§ **SELECTED EXTRACT**:
┄┄┄┄┄┄┄┄┄┄┄┄┄┄┄┄┄┄┄┄
Canonical has certified several of Ubuntu’s cryptographic modules at Level 1 for Ubuntu 16.04 and 18.04.
16.04 Architectures Certified
16.04 Platform Models Certified
- IBM Power System S822L (PowerNV 8247-22L)
- IBM Power System S822LC (PowerNV 8001-22C)
- IBM Power System S822LC (PowerNV 8335-GTB)
- Supermicro SYS-5018R-WR
- IBM z13 (running on LPAR)
16.04 Modules Certified
- Kernel Crypto API - NIST Kernel Crypto Security Policy (#2962)
- OpenSSL - NIST OpenSSL Security Policy (#2888)
- OpenSSH Client - NIST OpenSSH Client Security Policy (#2907)
- OpenSSH Server - NIST OpenSSH Server Security Policy (#2906)
- Strongswan - NIST Strongswan Security Policy (#2978)
┄┄┄┄┄┄┄┄┄┄┄┄┄┄┄┄┄┄┄┄
§ **RAW RECORDS**:

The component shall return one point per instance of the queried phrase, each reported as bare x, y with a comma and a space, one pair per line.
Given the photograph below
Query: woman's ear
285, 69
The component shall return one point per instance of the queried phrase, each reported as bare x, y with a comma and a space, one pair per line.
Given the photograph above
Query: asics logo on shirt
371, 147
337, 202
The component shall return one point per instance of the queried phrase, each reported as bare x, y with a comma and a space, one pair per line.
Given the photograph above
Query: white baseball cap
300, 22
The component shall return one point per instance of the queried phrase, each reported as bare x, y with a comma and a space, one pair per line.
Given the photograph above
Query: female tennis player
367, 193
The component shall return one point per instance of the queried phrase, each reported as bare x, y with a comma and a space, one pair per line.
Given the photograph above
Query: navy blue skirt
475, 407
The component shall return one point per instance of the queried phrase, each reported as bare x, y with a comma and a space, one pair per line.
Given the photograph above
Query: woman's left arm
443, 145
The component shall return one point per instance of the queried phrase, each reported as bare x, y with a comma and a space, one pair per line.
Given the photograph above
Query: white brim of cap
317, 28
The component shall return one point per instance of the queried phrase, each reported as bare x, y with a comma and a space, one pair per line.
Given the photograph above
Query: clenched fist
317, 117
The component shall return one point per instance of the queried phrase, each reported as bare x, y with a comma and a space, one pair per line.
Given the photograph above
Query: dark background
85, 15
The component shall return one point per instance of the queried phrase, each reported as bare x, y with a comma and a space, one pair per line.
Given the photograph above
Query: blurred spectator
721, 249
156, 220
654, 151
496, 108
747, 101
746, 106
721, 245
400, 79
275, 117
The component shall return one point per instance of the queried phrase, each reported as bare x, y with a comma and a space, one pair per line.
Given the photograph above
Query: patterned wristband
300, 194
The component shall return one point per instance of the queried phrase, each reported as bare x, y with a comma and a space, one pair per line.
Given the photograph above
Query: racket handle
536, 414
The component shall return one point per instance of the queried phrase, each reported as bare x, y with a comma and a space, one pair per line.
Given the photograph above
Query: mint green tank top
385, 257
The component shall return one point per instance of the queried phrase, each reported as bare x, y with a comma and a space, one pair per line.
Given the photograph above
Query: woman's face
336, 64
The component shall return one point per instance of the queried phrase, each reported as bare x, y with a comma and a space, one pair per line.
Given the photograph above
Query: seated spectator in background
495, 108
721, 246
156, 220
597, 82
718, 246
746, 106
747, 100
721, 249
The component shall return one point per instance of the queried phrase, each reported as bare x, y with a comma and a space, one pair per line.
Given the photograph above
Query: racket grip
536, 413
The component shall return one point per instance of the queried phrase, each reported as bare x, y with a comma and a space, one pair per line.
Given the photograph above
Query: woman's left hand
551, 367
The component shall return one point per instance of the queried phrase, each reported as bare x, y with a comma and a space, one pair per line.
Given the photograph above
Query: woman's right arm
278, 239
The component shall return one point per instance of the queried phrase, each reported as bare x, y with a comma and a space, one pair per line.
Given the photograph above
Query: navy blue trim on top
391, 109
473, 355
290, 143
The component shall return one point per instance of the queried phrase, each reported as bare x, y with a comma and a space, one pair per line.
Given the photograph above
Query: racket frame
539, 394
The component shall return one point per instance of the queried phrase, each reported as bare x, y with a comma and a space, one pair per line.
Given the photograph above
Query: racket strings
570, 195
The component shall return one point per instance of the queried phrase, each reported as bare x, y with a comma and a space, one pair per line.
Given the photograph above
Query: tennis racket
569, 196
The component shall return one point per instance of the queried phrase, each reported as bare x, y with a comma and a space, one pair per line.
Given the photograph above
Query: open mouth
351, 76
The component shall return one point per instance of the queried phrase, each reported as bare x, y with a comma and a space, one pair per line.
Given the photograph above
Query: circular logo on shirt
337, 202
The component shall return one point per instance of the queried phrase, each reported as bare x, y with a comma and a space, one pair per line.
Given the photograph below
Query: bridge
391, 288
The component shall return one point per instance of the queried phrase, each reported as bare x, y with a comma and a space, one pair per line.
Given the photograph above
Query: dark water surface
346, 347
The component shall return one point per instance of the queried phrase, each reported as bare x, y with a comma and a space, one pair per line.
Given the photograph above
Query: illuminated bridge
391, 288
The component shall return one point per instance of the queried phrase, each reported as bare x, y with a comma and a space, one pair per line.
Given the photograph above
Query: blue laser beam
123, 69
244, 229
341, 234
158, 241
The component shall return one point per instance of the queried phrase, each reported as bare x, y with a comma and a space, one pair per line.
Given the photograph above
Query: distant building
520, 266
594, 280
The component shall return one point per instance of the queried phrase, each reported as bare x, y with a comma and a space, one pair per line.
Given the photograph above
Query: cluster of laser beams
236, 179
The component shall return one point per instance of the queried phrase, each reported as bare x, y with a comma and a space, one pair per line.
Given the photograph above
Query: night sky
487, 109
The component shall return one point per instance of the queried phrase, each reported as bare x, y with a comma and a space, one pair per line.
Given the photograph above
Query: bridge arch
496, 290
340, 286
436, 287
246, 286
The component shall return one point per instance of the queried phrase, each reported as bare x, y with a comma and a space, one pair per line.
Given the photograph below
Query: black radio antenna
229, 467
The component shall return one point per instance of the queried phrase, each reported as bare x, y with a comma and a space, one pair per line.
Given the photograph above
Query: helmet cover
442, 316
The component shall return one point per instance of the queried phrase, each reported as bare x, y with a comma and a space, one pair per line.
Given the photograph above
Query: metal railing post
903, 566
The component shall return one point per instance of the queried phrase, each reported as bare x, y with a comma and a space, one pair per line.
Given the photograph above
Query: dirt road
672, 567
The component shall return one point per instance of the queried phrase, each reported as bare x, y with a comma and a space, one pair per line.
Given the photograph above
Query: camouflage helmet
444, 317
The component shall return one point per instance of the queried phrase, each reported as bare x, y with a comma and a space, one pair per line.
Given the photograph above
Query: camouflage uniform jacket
┄┄┄┄┄┄┄┄┄┄┄┄┄┄┄┄┄┄┄┄
§ **REQUIREMENT A**:
Answer these questions from the Ubuntu certification text:
(i) At what level were the cryptographic modules certified, and for which Ubuntu releases?
(ii) Which Supermicro model appears among the 16.04 platform models?
(iii) What number accompanies the NIST Strongswan Security Policy?
§ **REQUIREMENT B**:
Return the passage of the Ubuntu certification text starting with "Canonical has certified" and going on through "S822L (PowerNV 8247-22L)".

§ **FULL SOLUTION A**:
(i) Level 1, for Ubuntu 16.04 and 18.04.
(ii) Supermicro SYS-5018R-WR.
(iii) #2978.

§ **FULL SOLUTION B**:
Canonical has certified several of Ubuntu’s cryptographic modules at Level 1 for Ubuntu 16.04 and 18.04.
16.04 Architectures Certified
16.04 Platform Models Certified
- IBM Power System S822L (PowerNV 8247-22L)